**Text provided**.
— start —
Fred the info on that web site was helpful when i have to paint a project a was usually using an acrylic paint purely by dumb luck. I like to buy my paint at a professional store and they always led me to acrylic and the past few jobs i used a product called Cabinet Coat sold at Ben- Moor. This stuff really goes on nice just like it advertises.
Kelly I looked up the Capspray and Triton and they are pretty expensive for something i can't return if i don't like it. At that price i would like to see it in action locally before buying. Retfr8flyr uses the Earlex and that is sold at Home Depot but at least their i have 90 days to return it. 
I was really looking for i set up like Tomsteve is using since i already have a compressor and the gun he uses is less expensive than the one i was looking at and is sold at the same place spraygunworld! They have a # to call for advice before buying so maybe when it gets closer to deciding I'll give them a call. 
Earllextech, I heard of pigmented lacquer but didn't know Sherwin Williams sold it. If they can match all the colors a customer can want that sounds like something i could have a use for I'll have to go down and talk to them.


----------



## kelvancra (May 4, 2010)

So I need to go back and strip all the plywood cabinets I made with poplar face frames?

Hmmm

Why would you say something like this?
— end —
**Short task**. Extend the forum thread above about spray rigs and cabinet paint, picking up right after its final post.

**Dataset extract**.
— start —
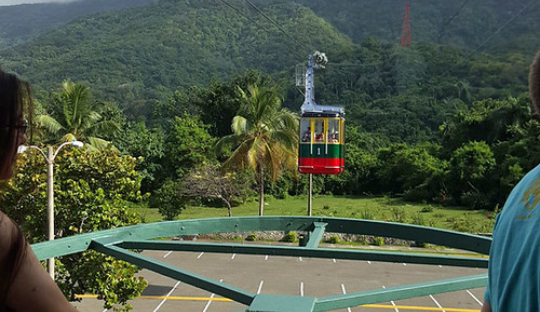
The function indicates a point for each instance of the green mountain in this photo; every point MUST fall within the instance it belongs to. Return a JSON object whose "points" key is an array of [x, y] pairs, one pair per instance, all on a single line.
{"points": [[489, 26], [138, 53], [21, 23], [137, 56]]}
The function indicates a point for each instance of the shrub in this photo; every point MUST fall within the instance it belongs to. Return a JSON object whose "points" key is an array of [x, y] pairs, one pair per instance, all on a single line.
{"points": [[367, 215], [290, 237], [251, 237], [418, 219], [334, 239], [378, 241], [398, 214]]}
— end —
— start —
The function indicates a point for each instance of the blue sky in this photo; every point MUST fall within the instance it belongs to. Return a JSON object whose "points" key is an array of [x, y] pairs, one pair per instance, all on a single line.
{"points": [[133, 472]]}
— end —
**Answer for the task**.
> Latex paint is not a finish and should not be used on cabinetry or furniture for any reason. Customers can pick the color they want from anywhere. It s up to you to use the proper finish for the job. Unless you re painting your house, latex is almost never the answer.
> A pigmented top coat is what you should be using. Take a look at - http://oem.sherwin-williams.com/products/wood/pigmented-wood-finishes
> 
> - Earlextech


----------



## kelvancra (May 4, 2010)

Eastside, that's why I mention the idea of looking on craigslist. I've seen several, over the years, for around three hundred.


----------



## Earlextech (Jan 13, 2011)

Kelly, Because latex is rubber. Rubber is not a good/durable finish for furniture or cabinetry.


----------



## jar944 (Jun 19, 2014)

> Kelly, Because latex is rubber. Rubber is not a good/durable finish for furniture or cabinetry.
> 
> - Earlextech


And to most people "latex" encompasses all waterborne paints, regardless of what the makeup is.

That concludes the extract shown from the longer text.